(Dataset records on object locations)
——————
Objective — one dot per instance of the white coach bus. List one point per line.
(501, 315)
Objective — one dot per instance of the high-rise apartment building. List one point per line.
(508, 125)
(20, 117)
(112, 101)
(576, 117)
——————
§ What this task involves
Recast every line of the data above as a Markdown table with two columns, No. and Text, numbering the rows in order and omitting blank lines.

§ Solution
| No. | Text |
|---|---|
| 1 | Objective — one dot per instance of the white coach bus. List one point per line. |
| 2 | (501, 315) |
| 3 | Objective — one dot per instance of the high-rise apartment building. List one point per line. |
| 4 | (508, 125) |
| 5 | (20, 117) |
| 6 | (112, 101) |
| 7 | (576, 117) |